▸ Questions
a: Dans le texte sur le Petit Nicolas, condensez sous forme de liste le paragraphe commençant par « Comme les lecteurs apprécient le personnage » sans en perdre les faits essentiels.
b: Renvoyez à l'identique le passage du texte sur le Petit Nicolas allant de « Comme les lecteurs » à « abandonne rapidement l’exercice. ».

▸ Texte fourni
Le Petit Nicolas est un peu belge
Né en 1932 à Bordeaux, Jean-Jacques Sempé commence à travailler comme dessinateur d’humour un peu par hasard, parce qu’il ne savait pas vraiment quoi faire d’autre. Au début des années 50, il vend ses premiers dessins à un quotidien local, en complément de petits boulots.
C’est lors de sa collaboration avec l’hebdomadaire belge Moustique qu’en 1954, sa carrière prend un tournant décisif, avec une série de dessins mettant en scène un petit garçon facétieux qu’il prénomme Nicolas (d’après le fameux marchand de vin).
Comme les lecteurs apprécient le personnage, le directeur de Moustique propose d’en faire une bande dessinée. Sempé appelle René Goscinny à la rescousse. Quelques planches paraissent en 1955, mais le dessinateur, qui déteste les contraintes de la bande dessinée, abandonne rapidement l’exercice.
Le personnage renaît quelques années plus tard sous forme de récit illustré dans Sud-Ouest Dimanche, puis en album. Le premier livre se vend modestement, mais le succès ira croissant au fil des parutions. Depuis, les aventures du Petit Nicolas ont été vendues à 15 millions d’exemplaires dans 45 pays.

▸ Données
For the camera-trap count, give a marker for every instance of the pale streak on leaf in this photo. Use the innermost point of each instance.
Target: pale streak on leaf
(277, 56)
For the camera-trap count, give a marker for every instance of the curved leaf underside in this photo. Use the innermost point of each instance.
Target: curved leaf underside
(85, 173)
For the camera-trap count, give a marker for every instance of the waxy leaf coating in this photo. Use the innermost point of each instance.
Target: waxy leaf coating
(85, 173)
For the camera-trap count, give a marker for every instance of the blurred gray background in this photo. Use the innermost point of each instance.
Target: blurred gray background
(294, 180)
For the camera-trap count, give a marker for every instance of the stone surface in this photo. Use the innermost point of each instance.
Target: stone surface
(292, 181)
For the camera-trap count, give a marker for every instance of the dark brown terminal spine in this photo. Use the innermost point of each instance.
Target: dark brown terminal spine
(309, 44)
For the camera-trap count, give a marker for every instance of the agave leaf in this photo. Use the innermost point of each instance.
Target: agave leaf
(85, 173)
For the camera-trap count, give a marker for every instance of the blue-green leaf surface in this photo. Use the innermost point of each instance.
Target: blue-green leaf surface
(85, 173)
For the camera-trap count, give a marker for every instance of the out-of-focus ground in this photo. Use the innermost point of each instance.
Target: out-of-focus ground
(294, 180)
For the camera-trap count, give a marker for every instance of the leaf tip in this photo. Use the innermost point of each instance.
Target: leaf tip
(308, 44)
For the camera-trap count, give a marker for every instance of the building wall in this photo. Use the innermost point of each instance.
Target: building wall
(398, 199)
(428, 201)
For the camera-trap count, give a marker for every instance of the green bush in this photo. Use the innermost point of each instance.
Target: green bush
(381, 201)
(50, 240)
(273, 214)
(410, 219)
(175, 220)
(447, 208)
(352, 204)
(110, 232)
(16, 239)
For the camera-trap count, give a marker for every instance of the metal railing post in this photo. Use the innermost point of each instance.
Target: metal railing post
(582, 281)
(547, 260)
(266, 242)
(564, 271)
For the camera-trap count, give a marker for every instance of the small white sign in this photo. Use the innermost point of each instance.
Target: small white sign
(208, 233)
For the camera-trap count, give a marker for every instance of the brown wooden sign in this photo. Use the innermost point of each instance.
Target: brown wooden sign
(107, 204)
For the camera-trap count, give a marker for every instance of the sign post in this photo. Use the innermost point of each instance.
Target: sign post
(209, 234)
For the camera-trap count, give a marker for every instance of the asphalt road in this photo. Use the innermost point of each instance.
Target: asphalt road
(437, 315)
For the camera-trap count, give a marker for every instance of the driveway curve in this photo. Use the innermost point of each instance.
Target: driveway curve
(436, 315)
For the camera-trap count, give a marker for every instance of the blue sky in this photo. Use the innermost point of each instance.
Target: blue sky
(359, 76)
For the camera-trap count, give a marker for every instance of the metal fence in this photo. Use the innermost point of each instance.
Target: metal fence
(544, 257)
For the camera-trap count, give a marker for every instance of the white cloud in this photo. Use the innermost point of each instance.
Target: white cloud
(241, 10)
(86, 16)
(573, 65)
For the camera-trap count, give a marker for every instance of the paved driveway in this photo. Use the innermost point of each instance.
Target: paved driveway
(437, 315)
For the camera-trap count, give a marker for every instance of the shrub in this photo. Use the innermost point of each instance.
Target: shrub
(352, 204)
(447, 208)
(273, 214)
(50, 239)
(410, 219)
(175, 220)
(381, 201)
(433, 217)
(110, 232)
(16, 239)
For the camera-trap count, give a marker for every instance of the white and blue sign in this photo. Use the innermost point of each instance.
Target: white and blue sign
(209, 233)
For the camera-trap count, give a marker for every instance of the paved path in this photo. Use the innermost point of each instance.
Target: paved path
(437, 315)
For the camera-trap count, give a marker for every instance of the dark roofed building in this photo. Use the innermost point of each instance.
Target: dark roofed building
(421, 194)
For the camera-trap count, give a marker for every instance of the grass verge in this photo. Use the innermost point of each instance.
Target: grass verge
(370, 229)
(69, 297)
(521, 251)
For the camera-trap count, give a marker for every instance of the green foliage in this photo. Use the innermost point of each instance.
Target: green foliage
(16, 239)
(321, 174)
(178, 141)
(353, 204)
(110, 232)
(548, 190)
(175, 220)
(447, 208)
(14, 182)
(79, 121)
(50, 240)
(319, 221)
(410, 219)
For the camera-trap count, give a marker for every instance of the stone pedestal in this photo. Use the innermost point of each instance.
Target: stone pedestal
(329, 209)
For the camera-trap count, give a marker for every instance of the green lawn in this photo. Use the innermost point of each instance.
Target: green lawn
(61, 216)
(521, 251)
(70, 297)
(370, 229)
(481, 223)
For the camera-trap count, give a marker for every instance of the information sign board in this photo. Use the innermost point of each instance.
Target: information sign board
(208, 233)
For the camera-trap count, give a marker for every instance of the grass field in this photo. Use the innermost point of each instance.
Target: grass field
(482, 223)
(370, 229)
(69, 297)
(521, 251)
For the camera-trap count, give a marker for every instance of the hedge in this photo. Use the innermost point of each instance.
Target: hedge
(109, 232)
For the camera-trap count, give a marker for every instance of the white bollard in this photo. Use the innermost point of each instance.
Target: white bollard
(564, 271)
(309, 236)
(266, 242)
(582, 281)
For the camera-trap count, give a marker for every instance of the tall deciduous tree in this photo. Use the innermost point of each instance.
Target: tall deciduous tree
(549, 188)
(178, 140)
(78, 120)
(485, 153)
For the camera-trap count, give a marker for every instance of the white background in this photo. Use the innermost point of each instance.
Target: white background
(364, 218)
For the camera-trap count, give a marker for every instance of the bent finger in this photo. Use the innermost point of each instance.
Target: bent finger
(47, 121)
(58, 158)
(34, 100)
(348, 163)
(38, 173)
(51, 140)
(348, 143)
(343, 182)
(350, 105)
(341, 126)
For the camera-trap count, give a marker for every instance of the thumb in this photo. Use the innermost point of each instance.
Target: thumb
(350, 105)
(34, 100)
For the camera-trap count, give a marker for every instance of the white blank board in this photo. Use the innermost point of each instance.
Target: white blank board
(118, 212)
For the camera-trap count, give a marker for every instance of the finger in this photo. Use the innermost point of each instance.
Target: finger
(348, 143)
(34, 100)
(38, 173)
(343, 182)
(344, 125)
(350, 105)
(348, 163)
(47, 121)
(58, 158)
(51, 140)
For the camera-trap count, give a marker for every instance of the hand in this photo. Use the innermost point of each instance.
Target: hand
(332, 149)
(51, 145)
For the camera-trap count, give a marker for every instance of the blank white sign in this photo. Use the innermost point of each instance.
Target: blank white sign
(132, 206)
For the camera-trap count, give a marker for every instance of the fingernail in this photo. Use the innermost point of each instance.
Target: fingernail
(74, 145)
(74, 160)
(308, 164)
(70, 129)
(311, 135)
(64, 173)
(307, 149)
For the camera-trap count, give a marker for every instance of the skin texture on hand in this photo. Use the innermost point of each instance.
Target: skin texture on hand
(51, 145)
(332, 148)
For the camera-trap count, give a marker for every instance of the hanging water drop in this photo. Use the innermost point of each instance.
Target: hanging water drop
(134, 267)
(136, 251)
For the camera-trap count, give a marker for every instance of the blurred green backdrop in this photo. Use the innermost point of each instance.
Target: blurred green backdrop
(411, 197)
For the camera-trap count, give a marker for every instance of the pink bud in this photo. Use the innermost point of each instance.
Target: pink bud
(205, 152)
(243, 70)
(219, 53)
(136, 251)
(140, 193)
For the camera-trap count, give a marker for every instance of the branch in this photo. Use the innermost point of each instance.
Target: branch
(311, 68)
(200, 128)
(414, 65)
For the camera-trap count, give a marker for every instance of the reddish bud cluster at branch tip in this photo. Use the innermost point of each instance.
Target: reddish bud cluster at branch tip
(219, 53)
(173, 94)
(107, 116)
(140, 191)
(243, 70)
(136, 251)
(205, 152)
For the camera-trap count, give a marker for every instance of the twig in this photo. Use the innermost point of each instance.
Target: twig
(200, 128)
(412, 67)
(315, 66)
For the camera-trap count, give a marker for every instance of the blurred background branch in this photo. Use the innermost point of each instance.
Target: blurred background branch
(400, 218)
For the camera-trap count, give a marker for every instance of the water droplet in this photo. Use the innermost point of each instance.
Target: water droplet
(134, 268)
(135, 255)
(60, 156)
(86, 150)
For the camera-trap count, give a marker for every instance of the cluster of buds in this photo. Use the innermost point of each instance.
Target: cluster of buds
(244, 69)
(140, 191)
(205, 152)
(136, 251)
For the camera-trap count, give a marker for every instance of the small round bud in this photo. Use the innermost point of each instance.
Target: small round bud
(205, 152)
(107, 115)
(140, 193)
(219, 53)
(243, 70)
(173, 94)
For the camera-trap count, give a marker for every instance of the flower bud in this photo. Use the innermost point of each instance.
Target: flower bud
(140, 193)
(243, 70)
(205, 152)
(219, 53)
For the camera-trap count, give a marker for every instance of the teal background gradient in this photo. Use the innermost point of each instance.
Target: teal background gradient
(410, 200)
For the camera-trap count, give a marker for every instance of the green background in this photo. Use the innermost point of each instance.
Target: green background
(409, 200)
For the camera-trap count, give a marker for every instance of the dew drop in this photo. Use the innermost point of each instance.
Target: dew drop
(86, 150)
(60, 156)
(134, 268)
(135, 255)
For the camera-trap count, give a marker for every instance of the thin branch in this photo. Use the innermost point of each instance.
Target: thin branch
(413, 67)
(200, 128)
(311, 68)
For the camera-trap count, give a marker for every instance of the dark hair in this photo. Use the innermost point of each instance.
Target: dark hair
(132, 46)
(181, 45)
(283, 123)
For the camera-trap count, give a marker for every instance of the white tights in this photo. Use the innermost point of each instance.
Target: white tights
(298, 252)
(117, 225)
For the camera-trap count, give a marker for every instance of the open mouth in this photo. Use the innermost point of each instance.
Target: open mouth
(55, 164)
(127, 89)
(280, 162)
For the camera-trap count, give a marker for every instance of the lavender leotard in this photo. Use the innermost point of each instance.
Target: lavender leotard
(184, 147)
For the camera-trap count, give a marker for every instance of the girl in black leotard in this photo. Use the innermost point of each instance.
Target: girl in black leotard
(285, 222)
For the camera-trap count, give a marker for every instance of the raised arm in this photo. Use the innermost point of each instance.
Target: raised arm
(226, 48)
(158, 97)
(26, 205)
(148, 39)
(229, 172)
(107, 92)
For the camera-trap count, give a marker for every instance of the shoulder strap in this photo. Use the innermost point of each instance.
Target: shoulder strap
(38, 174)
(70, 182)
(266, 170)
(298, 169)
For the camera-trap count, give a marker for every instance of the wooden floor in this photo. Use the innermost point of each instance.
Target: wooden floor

▸ Réponses successives
a:
- Le personnage plaît aux lecteurs, et le directeur de Moustique propose d'en faire une bande dessinée.
- Sempé fait appel à René Goscinny.
- Quelques planches paraissent en 1955.
- Sempé déteste les contraintes de la bande dessinée et abandonne vite l'exercice.

b:
Comme les lecteurs apprécient le personnage, le directeur de Moustique propose d’en faire une bande dessinée. Sempé appelle René Goscinny à la rescousse. Quelques planches paraissent en 1955, mais le dessinateur, qui déteste les contraintes de la bande dessinée, abandonne rapidement l’exercice.